THE TASK.
Output the data in full. Keep every word exact and exclude the pictures.

------------

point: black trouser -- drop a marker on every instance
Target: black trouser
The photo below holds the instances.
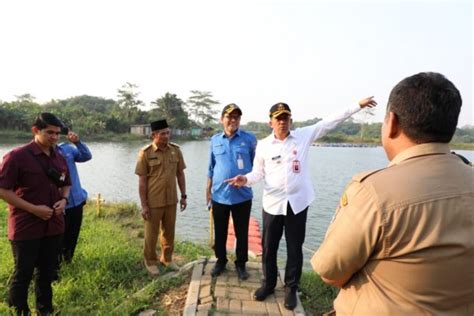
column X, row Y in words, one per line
column 240, row 217
column 295, row 228
column 28, row 254
column 73, row 221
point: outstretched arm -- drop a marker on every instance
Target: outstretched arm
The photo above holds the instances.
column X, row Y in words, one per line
column 325, row 126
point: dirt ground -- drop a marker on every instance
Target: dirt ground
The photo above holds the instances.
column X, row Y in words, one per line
column 174, row 300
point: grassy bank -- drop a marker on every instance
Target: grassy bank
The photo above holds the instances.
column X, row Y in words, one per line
column 107, row 276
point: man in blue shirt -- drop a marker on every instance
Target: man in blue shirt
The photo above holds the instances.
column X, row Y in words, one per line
column 231, row 153
column 73, row 152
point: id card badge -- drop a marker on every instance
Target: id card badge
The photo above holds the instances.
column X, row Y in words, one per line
column 240, row 163
column 296, row 166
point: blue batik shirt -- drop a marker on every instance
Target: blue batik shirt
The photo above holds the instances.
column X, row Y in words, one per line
column 230, row 157
column 73, row 153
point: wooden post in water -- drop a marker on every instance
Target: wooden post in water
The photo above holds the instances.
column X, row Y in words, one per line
column 211, row 228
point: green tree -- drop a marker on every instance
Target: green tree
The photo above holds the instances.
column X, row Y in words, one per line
column 200, row 106
column 170, row 107
column 129, row 102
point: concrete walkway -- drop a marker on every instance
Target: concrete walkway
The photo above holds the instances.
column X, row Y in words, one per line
column 226, row 294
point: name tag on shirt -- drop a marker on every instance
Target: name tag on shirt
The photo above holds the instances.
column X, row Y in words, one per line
column 240, row 163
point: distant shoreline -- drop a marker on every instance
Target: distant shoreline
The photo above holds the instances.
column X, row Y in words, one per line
column 9, row 137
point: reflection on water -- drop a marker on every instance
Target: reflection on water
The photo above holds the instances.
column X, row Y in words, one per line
column 111, row 173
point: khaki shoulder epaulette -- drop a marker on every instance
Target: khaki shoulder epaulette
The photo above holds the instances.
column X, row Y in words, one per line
column 364, row 175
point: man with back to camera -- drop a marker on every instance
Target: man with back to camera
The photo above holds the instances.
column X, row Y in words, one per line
column 75, row 151
column 34, row 181
column 158, row 167
column 401, row 242
column 281, row 159
column 231, row 152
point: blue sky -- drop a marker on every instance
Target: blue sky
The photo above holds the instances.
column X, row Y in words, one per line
column 318, row 56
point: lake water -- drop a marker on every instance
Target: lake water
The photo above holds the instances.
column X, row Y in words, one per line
column 111, row 173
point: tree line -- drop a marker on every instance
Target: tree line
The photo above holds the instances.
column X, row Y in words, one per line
column 91, row 115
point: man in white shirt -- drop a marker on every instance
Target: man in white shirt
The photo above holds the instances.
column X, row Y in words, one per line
column 281, row 159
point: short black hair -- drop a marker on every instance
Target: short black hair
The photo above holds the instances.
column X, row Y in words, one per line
column 45, row 119
column 427, row 106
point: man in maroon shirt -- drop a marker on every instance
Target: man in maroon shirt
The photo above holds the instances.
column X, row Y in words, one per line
column 34, row 181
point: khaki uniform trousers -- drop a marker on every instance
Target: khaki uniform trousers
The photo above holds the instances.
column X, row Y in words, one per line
column 162, row 221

------------

WORKED SOLUTION.
point: black trouser -- drop a marker on every instance
Target: black trouser
The photo below holds the instances.
column X, row Y in words, one per line
column 240, row 217
column 295, row 228
column 28, row 254
column 73, row 221
point: outstretched arm -- drop a marker on every instance
Target: outstretched arm
The photo above holds the instances.
column X, row Y in words, one per line
column 325, row 126
point: dirt ground -- drop a marker on every instance
Target: dirt ground
The photo above holds the instances.
column X, row Y in words, one per line
column 174, row 300
point: grassy bank -- drop a marker on every instance
Target: grassy bank
The photo above holds the instances.
column X, row Y in words, one per line
column 107, row 276
point: man in blue shirt -- drop a marker on every instance
Target: man in blue shirt
The photo above holds the instances.
column X, row Y in words, one per line
column 231, row 153
column 73, row 152
point: id card badge -- drop a marker on every instance
Target: id card badge
The photo above holds the instances.
column X, row Y in words, one per line
column 240, row 163
column 296, row 166
point: blue batik shirt -- drop a marker on every instance
Target: blue batik shirt
The photo above holds the instances.
column X, row Y in words, one per line
column 230, row 157
column 73, row 153
point: wooden post in water -- drop a marker on every instance
Target: wooden post in water
The photo above holds the instances.
column X, row Y in words, one per line
column 211, row 228
point: green tree -- drop a marker on every instance
Target: green tree
The photo above holds the instances.
column X, row Y in words, one per line
column 200, row 106
column 170, row 107
column 129, row 102
point: concrete walkway -- drop a marker on every instance
Target: concrete walkway
The photo above holds the instances.
column X, row Y in words, one per line
column 226, row 294
point: name tag on shirt -- drop a marker on every instance
Target: name tag on shirt
The photo above holds the instances.
column X, row Y in words, one per line
column 240, row 163
point: distant shoreline -- drop a marker on every instance
Target: distant shoreline
The photo above holds the instances.
column X, row Y in words, one per line
column 9, row 137
point: reflection on water -- drop a marker on every instance
Target: reflection on water
The photo above holds the instances.
column X, row Y in words, one per line
column 111, row 173
point: khaki shoulder epaulette -- drop a marker on every instance
Target: khaki shoulder epaulette
The photo above holds the instances.
column X, row Y in words, one per line
column 364, row 175
point: man with back to camera -- drop a marker on every instance
Target: man with back to camera
The photo above holds the instances.
column X, row Y in words, one per line
column 75, row 151
column 34, row 181
column 158, row 167
column 401, row 242
column 281, row 159
column 231, row 152
point: blue sky -- drop a marker on every instance
Target: blue sky
The photo above holds the instances.
column X, row Y in words, one per line
column 318, row 56
point: lake water -- drop a marker on every instance
Target: lake water
The photo above holds the instances.
column X, row Y in words, one per line
column 111, row 173
point: tree line -- drop a marker on every instance
Target: tree line
The photo above holds the instances.
column X, row Y in words, one per line
column 91, row 115
point: man in white shirt -- drop a marker on every instance
Target: man in white shirt
The photo above holds the instances.
column X, row Y in words, one per line
column 281, row 159
point: short black hair -- drop a marker on every instance
Target: short black hair
The photo above holds the instances.
column X, row Y in words, one per line
column 45, row 119
column 427, row 106
point: man in maroon shirt -- drop a marker on every instance
Target: man in maroon shirt
The photo above holds the instances.
column X, row Y in words, one per line
column 34, row 181
point: khaki uniform trousers -- drop a marker on every instance
Target: khaki uniform trousers
The photo above holds the instances.
column X, row Y in words, one per line
column 162, row 221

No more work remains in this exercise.